Cannabis and public health: a global experiment without control

Jürgen Rehm 1,2,3,4,5,6, Jakob Manthey 6,7
PMCID: PMC7215061  PMID: 32394582

Every few weeks, new findings on the effects of legalizing recreational cannabis use are published. Thus, the review of Hall and Lynskey 1 – or any review for that matter – can only provide a preliminary summary of the collected evidence to date.

Looking into public health effects of le­galization, two seemingly easy indicators may be prevalence and patterns of canna­bis use, as both are potentially linked to health and social problems in the presence or absence of legalization 2 . However, the main source for both indicators are surveys, with their severe limitations, as today's surveys are neither based on representative sampling frames nor on high response rates. In addition, in the case of cannabis, we are dealing with a (formerly) illicit and stigmatized substance, making comparisons over time even more challenging. More reliable measures such as wastewater analyses are needed here, but these measures cannot assess patterns of use or individual behaviors.

There are good indications that cannabis‐related hospital (emergency rooms, psychiatric wards) admissions have increased in legalizing US states, possibly driven by an increase in frequent use. In addition to further monitoring these trends in harms, Hall and Lynskey 1 suggest tracking treatment demand to allow for a short‐term evaluation of legalization's effects. However, as the authors acknowledge, there are many confounding determinants involved in such evaluations, including access to and availability of treatment, coercion, potency of used products, use of synthetic cannabinoids, help‐seeking behavior, stigmatization and public perception of cannabis use and associated problems. For instance, despite the liberalization of cannabis in Canada, with increases in use over the past years, there have been decreases in treatment rates, partly because liberalization seems to have led to higher thresholds for treatment seeking, as use per se is no longer considered problematic 3 . As long as these confounding determinants cannot be disentangled, treatment demand data should probably not be used as an indicator to evaluate the public health effects of legalization.

We also disagree with the statement that it is too early to evaluate the consequences of legalization on the legal system. We do not see why other domains can be evaluated now but not this one, one which has been put forth as the main argument by opponents of prohibition, and could quite easily be measured.

However, there are some general limitations in any evaluation at this point, especially since circumstances associated with legalization seem to be changing rapidly. In other words, legalization is not a clearly defined phenomenon, because it takes myr­iad forms on a spectrum ranging from tight control to open markets, even within a coun­try (such as in the US or Canada, where states or provinces decide on implementation).

[Information]
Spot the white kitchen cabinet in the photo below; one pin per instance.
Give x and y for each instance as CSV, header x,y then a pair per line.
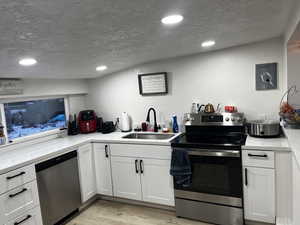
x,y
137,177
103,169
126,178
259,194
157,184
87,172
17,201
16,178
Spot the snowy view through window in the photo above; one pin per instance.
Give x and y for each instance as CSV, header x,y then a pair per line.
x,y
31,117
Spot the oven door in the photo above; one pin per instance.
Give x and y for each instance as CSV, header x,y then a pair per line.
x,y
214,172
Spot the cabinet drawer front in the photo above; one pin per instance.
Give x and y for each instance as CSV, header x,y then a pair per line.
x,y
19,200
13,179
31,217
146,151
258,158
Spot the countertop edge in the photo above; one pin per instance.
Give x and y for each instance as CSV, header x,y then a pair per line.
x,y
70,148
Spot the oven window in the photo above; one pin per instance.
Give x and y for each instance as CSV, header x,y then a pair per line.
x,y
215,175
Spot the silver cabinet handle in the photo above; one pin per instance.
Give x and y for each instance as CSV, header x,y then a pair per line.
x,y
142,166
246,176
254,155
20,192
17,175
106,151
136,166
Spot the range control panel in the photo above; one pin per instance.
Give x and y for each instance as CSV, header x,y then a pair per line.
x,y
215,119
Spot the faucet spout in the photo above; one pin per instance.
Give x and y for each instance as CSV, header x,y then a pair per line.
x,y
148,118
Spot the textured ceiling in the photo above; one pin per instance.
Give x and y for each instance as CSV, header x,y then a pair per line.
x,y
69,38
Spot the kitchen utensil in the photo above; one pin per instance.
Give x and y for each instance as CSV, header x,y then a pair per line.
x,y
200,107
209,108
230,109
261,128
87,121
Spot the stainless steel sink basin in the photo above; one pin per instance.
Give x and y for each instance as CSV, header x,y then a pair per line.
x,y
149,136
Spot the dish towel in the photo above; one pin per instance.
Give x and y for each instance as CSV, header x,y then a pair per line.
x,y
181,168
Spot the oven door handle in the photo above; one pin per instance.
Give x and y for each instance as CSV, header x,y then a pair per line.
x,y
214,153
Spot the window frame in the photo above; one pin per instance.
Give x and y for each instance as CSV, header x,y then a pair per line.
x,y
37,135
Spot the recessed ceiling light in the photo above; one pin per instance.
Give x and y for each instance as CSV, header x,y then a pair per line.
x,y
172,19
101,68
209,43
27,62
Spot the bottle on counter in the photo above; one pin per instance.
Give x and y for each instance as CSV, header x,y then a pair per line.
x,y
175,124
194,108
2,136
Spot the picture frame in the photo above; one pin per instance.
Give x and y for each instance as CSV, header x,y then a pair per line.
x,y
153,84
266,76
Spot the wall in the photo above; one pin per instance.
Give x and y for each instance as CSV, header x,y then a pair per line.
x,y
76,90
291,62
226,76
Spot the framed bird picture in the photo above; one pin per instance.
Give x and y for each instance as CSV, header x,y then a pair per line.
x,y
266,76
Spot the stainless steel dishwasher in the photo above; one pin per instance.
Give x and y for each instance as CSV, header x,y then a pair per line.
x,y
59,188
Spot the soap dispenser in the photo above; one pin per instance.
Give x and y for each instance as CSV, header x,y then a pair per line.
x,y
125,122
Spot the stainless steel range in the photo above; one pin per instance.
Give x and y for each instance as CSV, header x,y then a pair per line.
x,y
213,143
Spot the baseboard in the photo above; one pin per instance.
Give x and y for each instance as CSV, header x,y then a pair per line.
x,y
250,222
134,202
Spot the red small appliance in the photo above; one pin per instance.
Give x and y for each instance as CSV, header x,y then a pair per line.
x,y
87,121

...

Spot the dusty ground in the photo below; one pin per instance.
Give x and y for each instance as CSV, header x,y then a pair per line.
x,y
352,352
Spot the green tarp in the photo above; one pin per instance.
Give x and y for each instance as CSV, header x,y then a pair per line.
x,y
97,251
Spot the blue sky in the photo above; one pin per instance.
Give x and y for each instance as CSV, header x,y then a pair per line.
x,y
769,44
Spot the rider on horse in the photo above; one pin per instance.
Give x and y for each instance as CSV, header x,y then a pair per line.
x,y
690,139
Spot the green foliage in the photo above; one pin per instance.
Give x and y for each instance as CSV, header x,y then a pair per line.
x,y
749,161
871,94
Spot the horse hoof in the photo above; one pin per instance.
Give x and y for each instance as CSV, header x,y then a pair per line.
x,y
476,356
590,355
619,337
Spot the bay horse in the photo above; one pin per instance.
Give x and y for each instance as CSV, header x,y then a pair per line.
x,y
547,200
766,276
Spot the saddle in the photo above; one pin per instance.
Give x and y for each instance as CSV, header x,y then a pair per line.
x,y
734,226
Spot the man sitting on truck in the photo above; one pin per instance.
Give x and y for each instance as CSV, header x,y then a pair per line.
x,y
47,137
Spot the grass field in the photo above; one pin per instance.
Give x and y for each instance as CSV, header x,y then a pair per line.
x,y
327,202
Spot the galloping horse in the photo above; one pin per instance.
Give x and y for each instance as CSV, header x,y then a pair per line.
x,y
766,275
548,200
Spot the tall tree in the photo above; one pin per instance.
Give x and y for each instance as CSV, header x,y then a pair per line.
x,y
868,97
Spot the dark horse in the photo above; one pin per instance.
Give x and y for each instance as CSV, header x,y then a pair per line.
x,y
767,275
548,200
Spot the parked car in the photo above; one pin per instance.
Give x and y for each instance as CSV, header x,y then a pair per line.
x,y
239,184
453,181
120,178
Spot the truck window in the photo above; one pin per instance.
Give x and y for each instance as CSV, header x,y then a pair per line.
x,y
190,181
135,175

---

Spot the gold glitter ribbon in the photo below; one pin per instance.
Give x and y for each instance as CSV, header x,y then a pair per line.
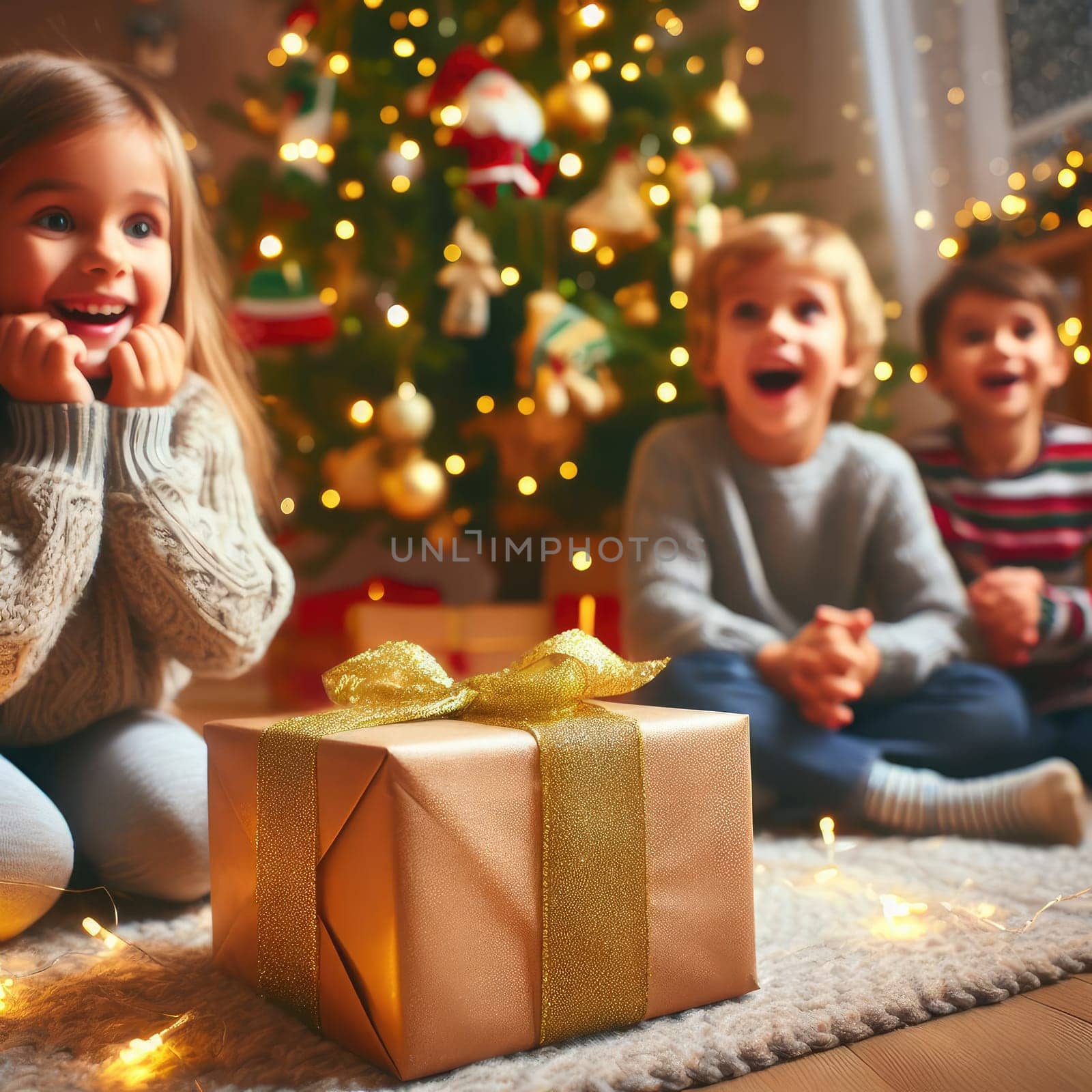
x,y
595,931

[Parts of the exercise]
**1.** Decide whether each statement below agrees with the commentary on cannabis and public health. For each one, answer yes or no and quote the words from the commentary that decide it.
(a) Wastewater analyses can assess patterns of cannabis use.
(b) Canada saw treatment rates fall even though cannabis use rose.
(c) The authors agree that it is too early to evaluate how legalization affects the legal system.
**2.** According to the commentary on cannabis and public health, in which hospital settings have cannabis-related admissions increased in legalizing US states?
**3.** Resume the commentary on cannabis and public health, starting right after its final sentence.

[Expected results]
**1.**
(a) No: "these measures cannot assess patterns of use or individual behaviors."
(b) Yes: "despite the liberalization of cannabis in Canada, with increases in use over the past years, there have been decreases in treatment rates"
(c) No: "We also disagree with the statement that it is too early to evaluate the consequences of legalization on the legal system."

**2.** Emergency rooms and psychiatric wards.

**3.**
Looking at the evidence gathered in the US so far, it becomes apparent that most evaluations will fail to identify causal determinants. For instance, if a potential rise in traffic fatalities in legalizing states is found, it may be attributed to “legalization” per se, when the underlying reason may in fact be a greater impairment of the drivers due to an increased use of high‐potency products – a phenomenon only accelerated by legal­ization.

Thus, identifying causal agents and processes poses methodological challenges which may not be overcome easily in analyzing natural, large‐scale experiments. To improve understanding of the effects of le­galization, we strongly advocate for small‐scale, controlled experiments, such as those proposed in the city of Berlin, Germany 4 . There, the effects of legal access to cannabis are to be studied in a restricted sample of registered users, while users without legal access serve as controls. Such experiments – limited both spatially and temporally – will allow researchers to examine how increased availability impacts on consumption patterns and related risks in greater detail, and thereby provide an evidence base for formulating large‐scale regulation models.

In any experiment, pre‐defined outcomes (e.g., changes in cannabis‐related arrests) may be in the limelight, but unin­tended consequences should not be ignored. One prime example is the dramatic increase of tetrahydrocannabinol (THC) exposure in North America, driven by new products and modes of administration, which facilitate the intake of higher doses of THC compared to, for instance, smoking cannabis in a joint.

Specifically, oil cartridges can contain several hundreds of doses of THC, and regular users may use more of those cartridges a day. As such products are more widely available in jurisdictions with legal access to cannabis, and as THC has been linked to cognitive impairment, use disorder severity, and psychotic symptoms, the catalyzing effects of legal cannabis markets with regard to THC exposure should be thoroughly evaluated and compared to illegal markets. The main barrier here, however, would be to obtain reliable and comparable estimates for the control group (with no access to legal cannabis). Again, these methodological limitations reiterate the need for small‐scale, more tentatively conducted ex­periments.

Active experimentation is in line with Campbell's vision of an experimenting society to solve complex problems 5 . Part of this vision is a more active role for policy formulation, but also some clear empirical principles for evaluation. If experiments such as cannabis legalization fall short according to pre‐determined criteria, societies should be able to adapt and change directions.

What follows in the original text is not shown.